### 任务目标 1:
请将爬取COVID-19数据教程中介于“import requests”与“print(info)”之间的文字照原样抄录下来，首尾两处均包括在内。
### 任务目标 2:
在爬取COVID-19数据的教程中，get_html函数里为什么要写print(ret)这一行？请用一到三句话说明。
### 任务目标 3:
爬取COVID-19数据的教程在get_data函数中途停止，请从最后一行代码之后接着往下补写。

### 引用原文:
============

Python爬取全球COVID-19当日数据(网易版)

Python爬取全球COVID-19当日数据(网易版)

了解数据结构(右键检查–>Network–>XHR–>Ctrl+R):
Python爬取全球COVID-19当日数据(网易版)_第1张图片
如箭头所示,我们需要的数据在这里:
Python爬取全球COVID-19当日数据(网易版)_第2张图片
headers在这里获得:
Python爬取全球COVID-19当日数据(网易版)_第3张图片
URL在这里获得:
Python爬取全球COVID-19当日数据(网易版)_第4张图片
代码:

import requests
import pandas as pd
import json
import time
def get_html (Url,Headers):
    try:
        ret = requests.get(url=Url, headers=Headers)
        print(ret)  # 打印请求状态
        return ret.text
    except:
        print('呜呜呜,爬取失败了!\n学生请不要用校园网嗷')
def get_data (dic_data, index):
    info = pd.DataFrame(dic_data)[index]
    print(info)
    tdy_data = pd.DataFrame([country["today"] for country in dic_data])

============

### 所给数据:
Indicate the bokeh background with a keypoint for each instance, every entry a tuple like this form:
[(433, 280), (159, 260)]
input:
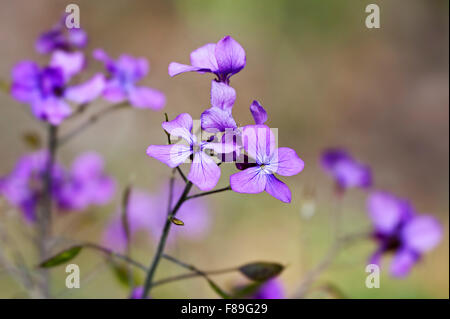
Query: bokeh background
[(325, 80)]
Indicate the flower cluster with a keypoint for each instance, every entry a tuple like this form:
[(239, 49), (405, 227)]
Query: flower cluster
[(397, 227), (85, 184), (52, 90), (252, 147)]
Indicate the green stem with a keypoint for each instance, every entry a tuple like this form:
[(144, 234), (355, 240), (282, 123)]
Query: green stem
[(162, 241)]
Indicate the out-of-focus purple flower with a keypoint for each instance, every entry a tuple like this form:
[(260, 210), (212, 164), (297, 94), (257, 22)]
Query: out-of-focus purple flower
[(46, 89), (271, 289), (204, 173), (124, 73), (398, 229), (24, 186), (259, 143), (61, 38), (148, 212), (346, 170), (137, 292), (224, 59), (86, 184)]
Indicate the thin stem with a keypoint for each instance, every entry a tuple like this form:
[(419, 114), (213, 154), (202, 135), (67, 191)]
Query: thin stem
[(328, 259), (91, 120), (112, 253), (209, 193), (45, 213), (162, 241)]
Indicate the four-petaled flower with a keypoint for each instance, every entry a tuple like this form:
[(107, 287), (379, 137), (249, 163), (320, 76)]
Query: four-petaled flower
[(346, 170), (259, 143), (224, 59), (46, 89), (121, 84), (86, 184), (399, 229), (204, 173)]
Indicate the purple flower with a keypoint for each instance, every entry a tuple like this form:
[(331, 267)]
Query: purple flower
[(137, 293), (398, 229), (148, 213), (204, 171), (86, 184), (61, 38), (218, 118), (259, 143), (46, 89), (271, 289), (345, 170), (124, 73), (24, 186), (224, 59)]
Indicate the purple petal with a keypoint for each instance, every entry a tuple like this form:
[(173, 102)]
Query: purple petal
[(52, 110), (286, 162), (278, 189), (402, 263), (25, 81), (181, 126), (114, 92), (178, 68), (230, 56), (70, 63), (271, 289), (422, 233), (204, 57), (78, 38), (87, 91), (259, 142), (204, 172), (171, 155), (143, 97), (250, 181), (387, 211), (258, 112), (216, 120), (223, 96)]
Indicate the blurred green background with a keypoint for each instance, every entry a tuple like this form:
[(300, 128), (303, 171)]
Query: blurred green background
[(325, 80)]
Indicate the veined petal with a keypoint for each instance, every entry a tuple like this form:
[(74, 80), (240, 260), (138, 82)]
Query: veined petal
[(259, 142), (223, 96), (250, 181), (171, 155), (216, 120), (52, 110), (204, 172), (178, 68), (387, 211), (230, 56), (278, 189), (422, 233), (87, 91), (181, 126), (70, 63), (144, 97), (204, 57), (286, 162), (258, 112), (402, 262)]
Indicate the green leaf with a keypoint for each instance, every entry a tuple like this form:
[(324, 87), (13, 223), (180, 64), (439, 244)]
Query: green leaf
[(32, 140), (61, 257), (261, 271), (176, 221), (217, 289)]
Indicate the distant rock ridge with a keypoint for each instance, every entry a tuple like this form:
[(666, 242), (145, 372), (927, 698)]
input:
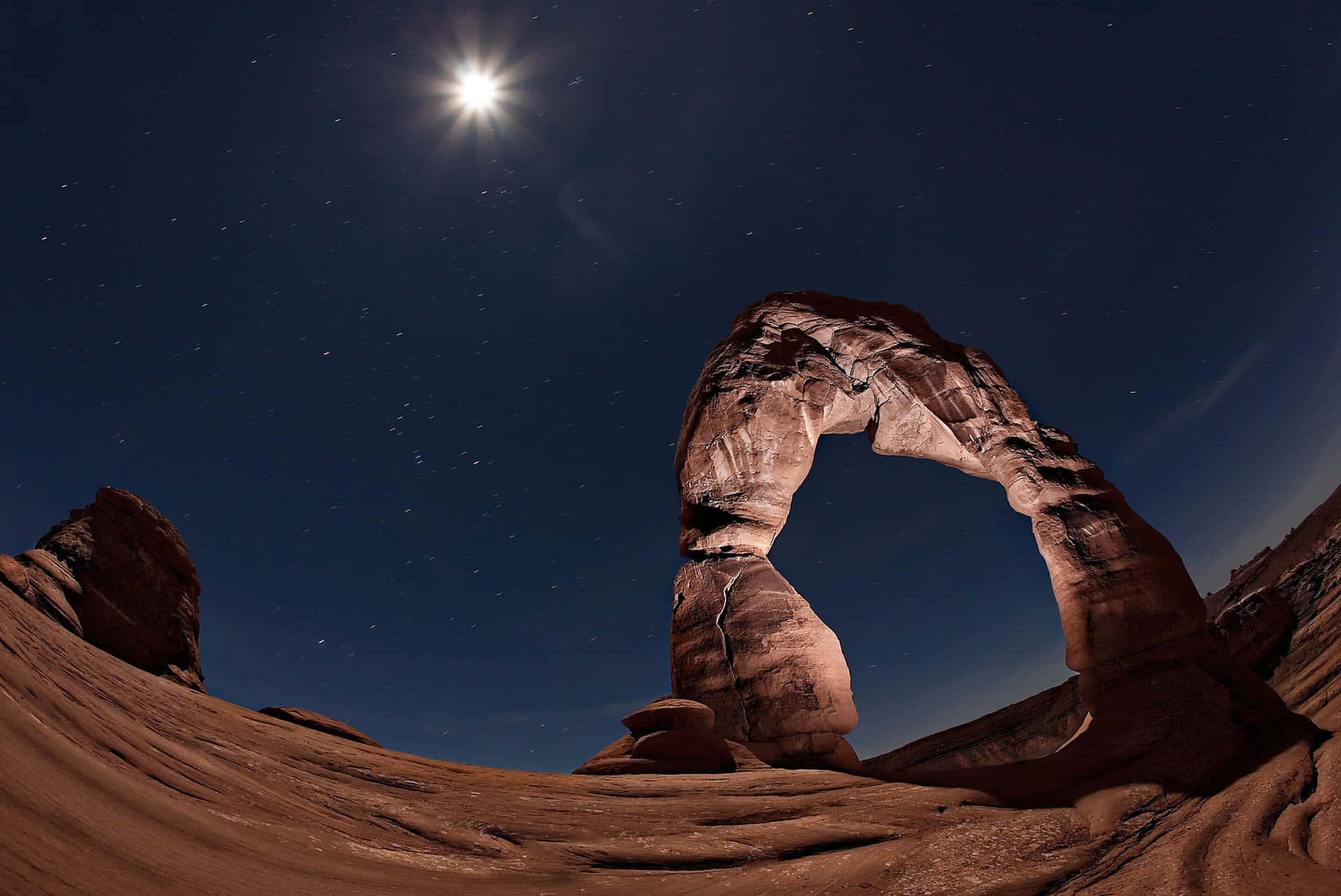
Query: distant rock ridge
[(1030, 728), (800, 365), (1280, 616), (117, 575)]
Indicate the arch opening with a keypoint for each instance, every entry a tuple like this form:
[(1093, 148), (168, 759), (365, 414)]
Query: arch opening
[(801, 365)]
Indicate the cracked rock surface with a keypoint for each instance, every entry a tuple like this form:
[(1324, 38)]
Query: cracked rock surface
[(801, 365)]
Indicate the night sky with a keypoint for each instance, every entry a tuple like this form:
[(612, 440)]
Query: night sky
[(409, 381)]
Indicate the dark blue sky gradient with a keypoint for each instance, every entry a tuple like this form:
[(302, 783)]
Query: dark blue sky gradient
[(411, 389)]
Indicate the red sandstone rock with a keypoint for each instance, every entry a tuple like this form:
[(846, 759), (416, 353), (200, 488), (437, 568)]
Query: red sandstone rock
[(27, 575), (119, 782), (747, 644), (318, 722), (667, 714), (683, 744), (138, 592), (798, 365), (1027, 730)]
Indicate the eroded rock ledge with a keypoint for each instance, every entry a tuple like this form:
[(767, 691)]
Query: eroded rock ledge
[(800, 365)]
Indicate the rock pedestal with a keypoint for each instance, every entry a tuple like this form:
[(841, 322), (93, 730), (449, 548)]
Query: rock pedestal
[(118, 575), (670, 737)]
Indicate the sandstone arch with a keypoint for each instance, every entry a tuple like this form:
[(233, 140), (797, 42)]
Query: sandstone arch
[(800, 365)]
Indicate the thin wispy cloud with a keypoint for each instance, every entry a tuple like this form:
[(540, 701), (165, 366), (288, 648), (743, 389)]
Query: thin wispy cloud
[(1196, 405)]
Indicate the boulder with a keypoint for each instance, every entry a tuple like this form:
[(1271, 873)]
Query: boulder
[(691, 746), (668, 714), (135, 591)]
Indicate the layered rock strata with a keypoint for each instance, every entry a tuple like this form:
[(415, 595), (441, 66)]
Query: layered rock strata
[(117, 575), (800, 365)]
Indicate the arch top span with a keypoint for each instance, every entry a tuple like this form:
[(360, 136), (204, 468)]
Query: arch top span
[(800, 365)]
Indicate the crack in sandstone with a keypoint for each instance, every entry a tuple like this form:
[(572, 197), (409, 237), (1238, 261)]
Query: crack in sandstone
[(726, 649)]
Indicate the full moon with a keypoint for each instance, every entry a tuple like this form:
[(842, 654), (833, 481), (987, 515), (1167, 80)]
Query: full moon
[(478, 91)]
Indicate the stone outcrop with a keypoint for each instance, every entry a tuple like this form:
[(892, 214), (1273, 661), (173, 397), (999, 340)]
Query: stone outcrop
[(318, 722), (118, 575), (800, 365), (670, 737)]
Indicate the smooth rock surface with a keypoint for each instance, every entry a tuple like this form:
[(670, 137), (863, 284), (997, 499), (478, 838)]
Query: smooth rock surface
[(667, 714), (318, 722), (699, 746)]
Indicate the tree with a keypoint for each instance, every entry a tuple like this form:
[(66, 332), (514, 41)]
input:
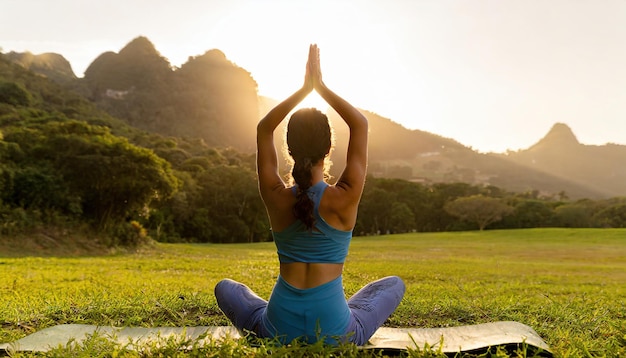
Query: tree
[(14, 94), (479, 209)]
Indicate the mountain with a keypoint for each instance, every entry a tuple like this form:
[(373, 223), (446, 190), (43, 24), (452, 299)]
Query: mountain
[(209, 97), (50, 65), (601, 168)]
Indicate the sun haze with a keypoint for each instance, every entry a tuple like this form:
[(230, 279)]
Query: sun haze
[(493, 75)]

============

### 完成结果 1:
import requests
import pandas as pd
import json
import time
def get_html (Url,Headers):
    try:
        ret = requests.get(url=Url, headers=Headers)
        print(ret)  # 打印请求状态
        return ret.text
    except:
        print('呜呜呜,爬取失败了!\n学生请不要用校园网嗷')
def get_data (dic_data, index):
    info = pd.DataFrame(dic_data)[index]
    print(info)

### 完成结果 2:
根据代码旁的注释，这一行的作用是打印请求状态。

### 完成结果 3:
    tdy_data.columns = ["today_" + col for col in tdy_data.columns]
    ttl_data = pd.DataFrame([country["total"] for country in dic_data])
    ttl_data.columns = ["total_" + col for col in ttl_data.columns]
    return pd.concat([info, tdy_data, ttl_data], axis=1)    #axis = 1 按列合并链接的轴
def data_save(data, name):
    try:
        f_name = time.strftime("%Y%m%d", time.localtime(time.time())) + name + ".csv"
        data.to_csv(f_name, index=None, encoding="gbk")
        print(f_name + " 已成功保存")
    except:
        print('数据保存失败')
if __name__ == "__main__":
    start = time.time()
    url="https://c.m.163.com/ug/api/wuhan/app/data/list-total"
    headers = {
      "User-Agent": "Mozilla/5.0 (Windows NT 10.0; Win64; x64) "
                          "AppleWebKit/537.36 (KHTML, like Gecko) "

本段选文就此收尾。